**TUGAS ANDA:**
Menurut kutipan tentang konflik kejiwaan dan agama, apa alasan para pemeluk agama memperluhur budi selama di dunia? Jawab dalam satu sampai tiga kalimat.

**KUTIPAN BACAAN:**
────────

Jika konflik itu sudah demikian mencekam manusia dan mempengaruhi kehidupan kejiwaannya, maka manusia itu mencari pertolongan  kepada  suatu kekuasaan yang tertinggi (Tuhan) . Seperti Sigmund Freud berpendapat bahwa dalam setiap organis terdapat dua konflik kejiwaan yang mendasar :
1). Life – urge : ialah keinginan untuk mempertahankan kelangsungan hidup dari keadaan yang terdahulu agar terus berlanjut
2). Death – urge : ialah keinginan untuk kembali kekeadaan semula sebagai benda mati ( anorganis).
Selanjutnya G.M Straton berpendapat konflik yang positif tergantung atas adanya dorongan pokok yang merupakan dorongan dasar ( basic – urge ) , sebagai keadaan yang menyebabkan timbulnya konflik tersebut .  Melanjutkan peendapat tersebut kemudian dalam penerapannya W.HClark berpendapat berdasarkan keinginan dasar yang dikemukakan oleh Sigmund Freud itu berpenadapat , bahwa ekspresi dari pertentangan antara death urge dan life – urge merupakan sumber kejiwaan agama dalam diri manusia.
Jadi dalam hal ini W.H Clark menggabungkan pendapat antara G.M Straton dengan teori konfliknya dan teori Sigmund Freud dominasi antara life-urge dan death – urge .
Dalam kenyataan kehidupan keagamaan kita dapat melihat adanya dorongan life – urge ini secara positif hingga para pemeluk agama mengamalkan agamanya dengan penuh keikhlasan dalam hidupnya , didorong oleh kekuatannya akan death – urge ( hari akhir ) . Di dunia mereka memperluhur budi agar disenangi manusia dan Tuhan sehingga diharapkan akan berumur panjang ( life – urge ) serta jika meninggal nantinya akan mendapat tempat secara wajar di sisi Tuhannya ( detah – urge ).

────────

**DATA TERSEDIA:**
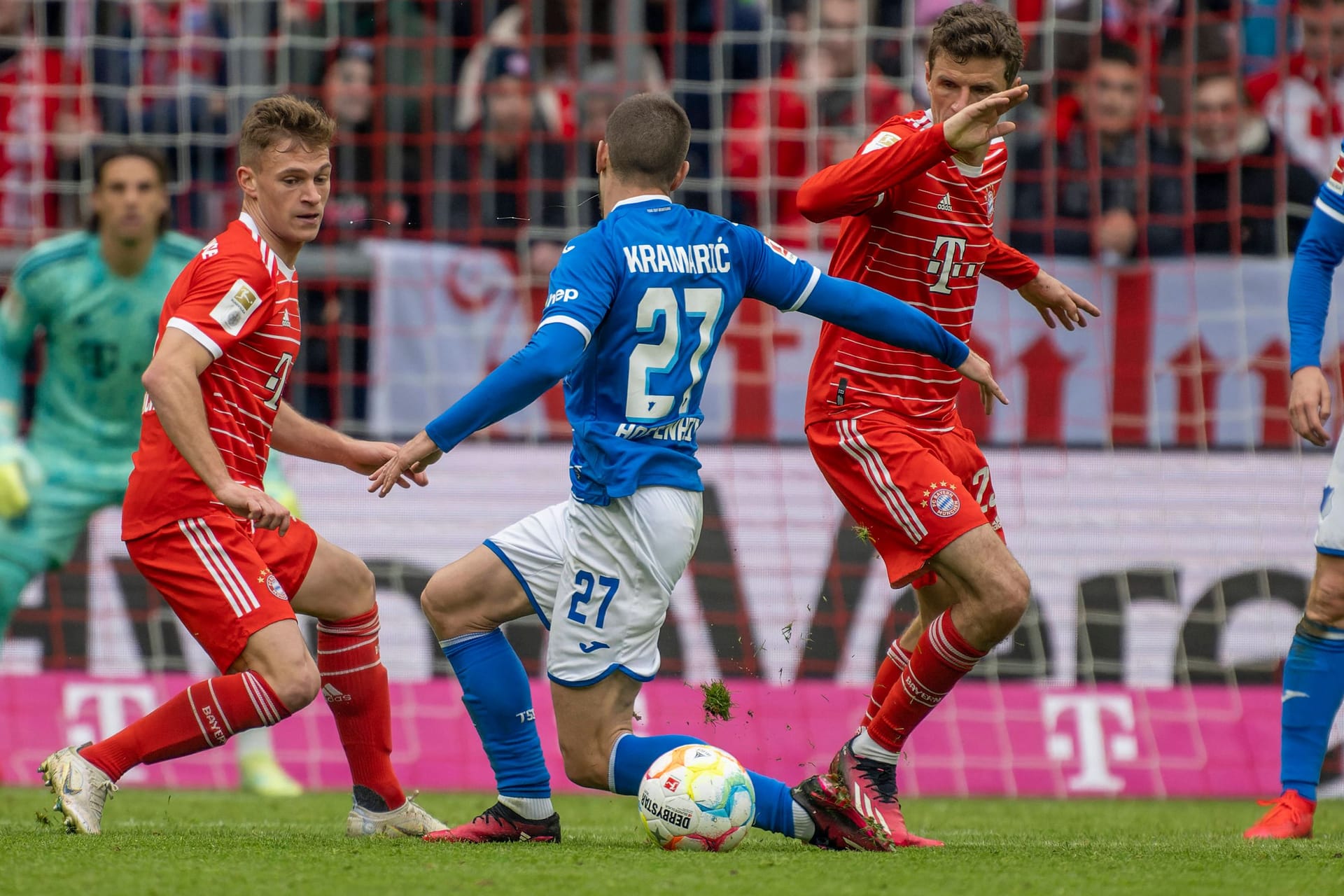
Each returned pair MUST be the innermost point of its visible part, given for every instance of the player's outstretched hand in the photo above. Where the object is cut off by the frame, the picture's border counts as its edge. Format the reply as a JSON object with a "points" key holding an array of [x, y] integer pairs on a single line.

────────

**JAWABAN LENGKAP:**
Para pemeluk agama memperluhur budi agar disenangi manusia dan Tuhan. Dengan begitu mereka berharap berumur panjang (life-urge) dan, jika meninggal nanti, mendapat tempat secara wajar di sisi Tuhan (death-urge).